*WRITTEN PROBLEM:* Set down every one of the lines below verbatim, omitting the pictures from your answer.

*Point labels for objects:*
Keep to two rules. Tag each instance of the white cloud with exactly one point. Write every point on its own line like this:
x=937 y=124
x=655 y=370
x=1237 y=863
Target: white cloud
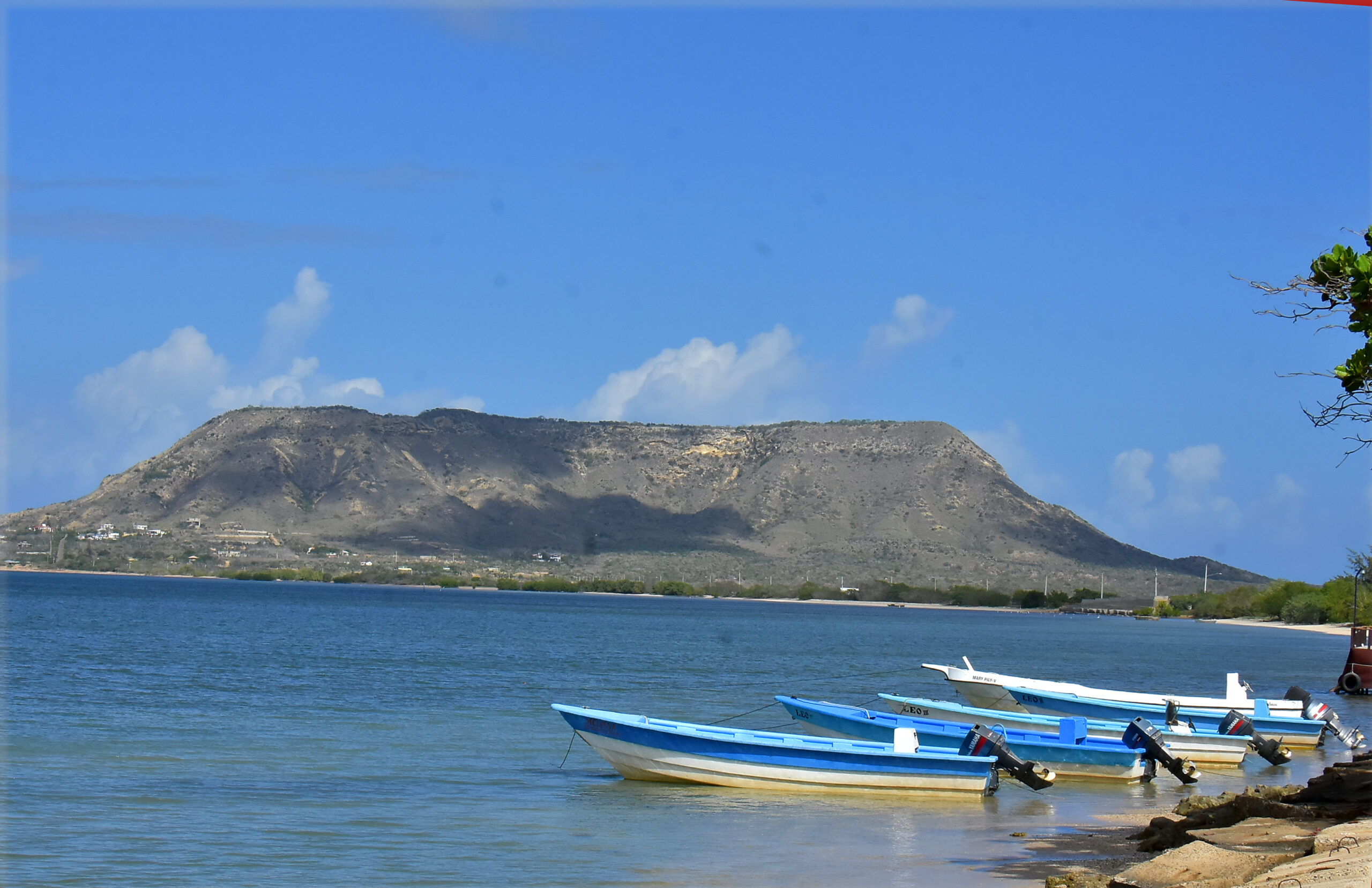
x=363 y=385
x=14 y=270
x=702 y=382
x=1190 y=498
x=285 y=390
x=145 y=404
x=1130 y=482
x=1008 y=446
x=161 y=387
x=1197 y=466
x=292 y=322
x=912 y=319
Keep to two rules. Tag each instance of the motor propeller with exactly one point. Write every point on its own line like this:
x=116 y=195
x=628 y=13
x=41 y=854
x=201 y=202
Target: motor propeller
x=1317 y=711
x=990 y=742
x=1239 y=725
x=1142 y=735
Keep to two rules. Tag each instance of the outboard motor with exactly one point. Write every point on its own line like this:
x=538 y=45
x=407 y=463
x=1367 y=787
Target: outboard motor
x=1239 y=725
x=1316 y=711
x=1142 y=735
x=987 y=742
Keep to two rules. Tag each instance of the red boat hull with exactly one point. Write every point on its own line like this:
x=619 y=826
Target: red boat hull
x=1358 y=670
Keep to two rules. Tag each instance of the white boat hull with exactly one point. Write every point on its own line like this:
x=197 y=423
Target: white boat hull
x=987 y=691
x=640 y=762
x=1212 y=751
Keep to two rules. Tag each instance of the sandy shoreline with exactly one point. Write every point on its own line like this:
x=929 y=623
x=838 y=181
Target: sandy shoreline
x=1327 y=629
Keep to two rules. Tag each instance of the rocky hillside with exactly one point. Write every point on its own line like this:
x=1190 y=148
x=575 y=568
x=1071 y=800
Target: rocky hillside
x=913 y=502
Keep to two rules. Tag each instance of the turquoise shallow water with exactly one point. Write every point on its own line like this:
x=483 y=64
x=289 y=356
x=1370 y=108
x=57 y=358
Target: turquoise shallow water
x=176 y=732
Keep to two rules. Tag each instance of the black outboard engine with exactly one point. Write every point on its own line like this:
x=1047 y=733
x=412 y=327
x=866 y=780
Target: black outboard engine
x=1316 y=711
x=1142 y=735
x=1239 y=725
x=987 y=742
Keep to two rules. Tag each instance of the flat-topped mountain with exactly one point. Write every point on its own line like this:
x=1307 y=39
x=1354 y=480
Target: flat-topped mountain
x=912 y=502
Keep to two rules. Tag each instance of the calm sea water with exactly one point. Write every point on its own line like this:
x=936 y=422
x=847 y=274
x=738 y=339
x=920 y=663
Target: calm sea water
x=175 y=732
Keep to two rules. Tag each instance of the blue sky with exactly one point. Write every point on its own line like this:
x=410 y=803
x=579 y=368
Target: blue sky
x=1018 y=221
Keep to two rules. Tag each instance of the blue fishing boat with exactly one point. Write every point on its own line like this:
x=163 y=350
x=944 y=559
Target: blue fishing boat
x=660 y=750
x=1202 y=747
x=1293 y=732
x=1071 y=752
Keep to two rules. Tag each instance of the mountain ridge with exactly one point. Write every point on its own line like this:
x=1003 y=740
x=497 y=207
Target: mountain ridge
x=909 y=500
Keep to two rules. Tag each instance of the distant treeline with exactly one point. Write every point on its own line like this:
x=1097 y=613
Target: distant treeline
x=1293 y=602
x=876 y=591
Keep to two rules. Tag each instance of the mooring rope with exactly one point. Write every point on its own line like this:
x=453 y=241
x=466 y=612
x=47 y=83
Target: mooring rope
x=569 y=749
x=743 y=714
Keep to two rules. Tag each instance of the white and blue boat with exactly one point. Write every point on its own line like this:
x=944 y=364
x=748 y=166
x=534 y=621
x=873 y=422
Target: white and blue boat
x=1202 y=747
x=1292 y=732
x=659 y=750
x=1069 y=752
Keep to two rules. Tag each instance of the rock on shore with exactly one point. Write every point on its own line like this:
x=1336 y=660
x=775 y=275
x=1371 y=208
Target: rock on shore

*PROBLEM SOLUTION:*
Keep to two rules. Tag each instance of the white cloud with exactly one point. Write every point on its own line like this:
x=937 y=124
x=655 y=370
x=1237 y=863
Target: white cloud
x=363 y=385
x=14 y=270
x=702 y=382
x=1190 y=498
x=285 y=390
x=145 y=404
x=1130 y=482
x=1008 y=446
x=161 y=387
x=1197 y=466
x=292 y=322
x=912 y=319
Keep to two rules. Tag each instance of the motor propeller with exactly one point. Write every point on its own line like this:
x=116 y=195
x=628 y=13
x=41 y=854
x=201 y=202
Target: motor propeller
x=1317 y=711
x=990 y=742
x=1239 y=725
x=1142 y=735
Keep to two rules. Tag each instance of the outboard motor with exactly one point. Write every point on its own line like this:
x=538 y=45
x=407 y=463
x=1367 y=787
Target: outboard motor
x=1239 y=725
x=1316 y=711
x=1142 y=735
x=987 y=742
Keep to two rules. Tag each instance of the red boat hull with exactly one point. Write every point on its own line like this:
x=619 y=826
Target: red boat hull
x=1358 y=670
Keep to two rules. Tag each instance of the white boat hull with exactly one point. Write every point on its own line like this:
x=197 y=423
Target: white boat hull
x=987 y=691
x=640 y=762
x=1212 y=751
Keep to two rules. Tag each instance of the sandy shoreline with exactly one point. Write every point on its own line like this:
x=929 y=623
x=838 y=181
Target: sandy shoreline
x=1327 y=629
Keep to two rules. Tag each instance of the rocky hillside with exactly one point. Write every point on its own line like this:
x=1190 y=148
x=575 y=568
x=1071 y=800
Target: rocky hillside
x=913 y=502
Keep to two rules. Tag each instance of the turquoise shallow water with exactly one point. Write every point on its own line like this:
x=483 y=64
x=289 y=356
x=1370 y=108
x=57 y=358
Target: turquoise shallow water
x=176 y=732
Keep to two rules. Tag each instance of the black outboard engine with exactly one point. Write every point on its own line like this:
x=1047 y=733
x=412 y=327
x=866 y=780
Target: black outboard engine
x=1316 y=711
x=1142 y=735
x=1239 y=725
x=987 y=742
Keep to two rules. Tag each instance of the flat-topped mountain with exactly one point. Write every point on its own line like this:
x=1307 y=39
x=1354 y=480
Target: flat-topped mountain
x=912 y=502
Keep to two rules. Tag each instance of the calm sea water with exactly one point. Write every point on its own line like this:
x=936 y=422
x=847 y=274
x=738 y=339
x=920 y=663
Target: calm sea water
x=175 y=732
Keep to two rules. Tag each instance of the blue sky with exactly one point. Write every point on its own line like this:
x=410 y=803
x=579 y=368
Target: blue sky
x=1018 y=221
Keep to two rules. Tag each instance of the blue fishing boat with exactly one point. Write every point on its own line like this:
x=163 y=350
x=944 y=559
Target: blue fishing boat
x=660 y=750
x=1202 y=747
x=1293 y=732
x=1071 y=752
Keep to two rules. Tag each instance of the mountain ridge with exactly one point. Write every point on its own line like this:
x=1003 y=740
x=497 y=207
Target: mountain ridge
x=909 y=500
Keep to two rules. Tag each instance of the distant treeline with exactly one point. Write every point on its own line like this:
x=1097 y=613
Target: distant treeline
x=1293 y=602
x=876 y=591
Keep to two rules. Tag each instance of the mooring rope with exactly one point. Write every point on its own line like this:
x=453 y=241
x=466 y=612
x=47 y=83
Target: mooring rope
x=569 y=749
x=743 y=714
Keep to two rules. Tag each instance of the white and blue boat with exactly one point. Write every point on its own line like this:
x=944 y=364
x=748 y=166
x=534 y=621
x=873 y=422
Target: white and blue boat
x=1202 y=747
x=1292 y=732
x=659 y=750
x=1069 y=752
Keep to two rules. Tag each instance of the rock on shore with exactly one point. Write every point on its own line like this:
x=1336 y=660
x=775 y=275
x=1371 y=208
Target: rock on shore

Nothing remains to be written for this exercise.